(Coordinate annotation data)
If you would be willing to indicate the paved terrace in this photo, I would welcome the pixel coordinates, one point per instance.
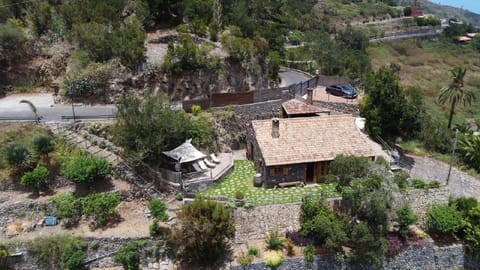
(212, 174)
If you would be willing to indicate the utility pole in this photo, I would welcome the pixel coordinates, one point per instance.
(453, 154)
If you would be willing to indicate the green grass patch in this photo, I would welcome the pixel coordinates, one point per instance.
(241, 179)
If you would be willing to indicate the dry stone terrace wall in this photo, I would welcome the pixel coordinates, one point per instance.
(421, 199)
(426, 256)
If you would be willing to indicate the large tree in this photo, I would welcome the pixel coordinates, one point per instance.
(386, 109)
(455, 92)
(201, 234)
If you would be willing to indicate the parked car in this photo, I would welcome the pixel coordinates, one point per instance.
(342, 90)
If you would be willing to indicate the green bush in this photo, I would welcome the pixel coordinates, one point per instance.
(273, 258)
(239, 195)
(418, 183)
(434, 184)
(85, 168)
(42, 144)
(253, 251)
(100, 206)
(15, 153)
(400, 178)
(60, 251)
(4, 254)
(405, 218)
(245, 260)
(158, 209)
(154, 229)
(273, 241)
(444, 218)
(207, 218)
(36, 178)
(65, 205)
(128, 256)
(309, 254)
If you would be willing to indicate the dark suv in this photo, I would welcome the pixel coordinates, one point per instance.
(342, 90)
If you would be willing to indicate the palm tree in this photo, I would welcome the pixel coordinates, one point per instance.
(455, 92)
(32, 108)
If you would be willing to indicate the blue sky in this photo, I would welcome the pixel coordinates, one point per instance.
(472, 5)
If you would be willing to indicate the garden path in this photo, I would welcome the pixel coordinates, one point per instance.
(429, 169)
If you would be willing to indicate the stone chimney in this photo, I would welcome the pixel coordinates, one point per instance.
(275, 128)
(310, 96)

SHORT PROBLEM - Could you substitute "image" for "photo" throughout the data above and give it back otherwise unchanged, without the pictures?

ANSWER -
If you would be willing to indicate the paved terrace in this image, I would welcome the pixel coordinates, one point per instance.
(212, 174)
If you would be willing to indicate the utility pole in this image, I would welcome the pixel coordinates, one point per instance.
(453, 154)
If you would be willing to indicate the green grass patch in this image, I would welcome the pixel coordinates, one point per instance.
(241, 179)
If you would be willing to indicate the dry stone terrace wall in this image, I would welcome the pixel coordinates, one point per instance.
(421, 199)
(426, 256)
If you would be willing to indicate the large tree in this image, I would welcome the pixel coordinates, one point per instance.
(386, 109)
(455, 92)
(201, 234)
If you would be willing to indicate the parked car in this image, I would welcome the pixel coordinates, one point per instance.
(342, 90)
If you would be willing to indicate the green bush in this image, I would welcome the pixel coordinates, one point per instance.
(273, 258)
(239, 195)
(418, 183)
(434, 184)
(85, 168)
(42, 144)
(253, 251)
(100, 206)
(15, 153)
(400, 178)
(60, 251)
(4, 254)
(405, 218)
(245, 260)
(158, 209)
(154, 229)
(273, 241)
(444, 218)
(207, 218)
(36, 178)
(65, 205)
(128, 256)
(309, 254)
If you would be willing to indicate the dark suv in this image, I would welcome the pixel coordinates, one point per instance.
(342, 90)
If you would be willing to indicate the palm tree in this image, I would welcome the pixel coordinates, one point per instance.
(455, 92)
(32, 108)
If you would be willing to indicate the blue sky in this image, I would welcome the pixel coordinates, one point per instance.
(472, 5)
If you would be willing to indicate the garden path in this image, I would welcome the pixel coordinates, one point per instance.
(429, 169)
If you would be willing to indicate the stone chimney in this image, I would welcome the pixel coordinates, one point per instance.
(275, 128)
(310, 96)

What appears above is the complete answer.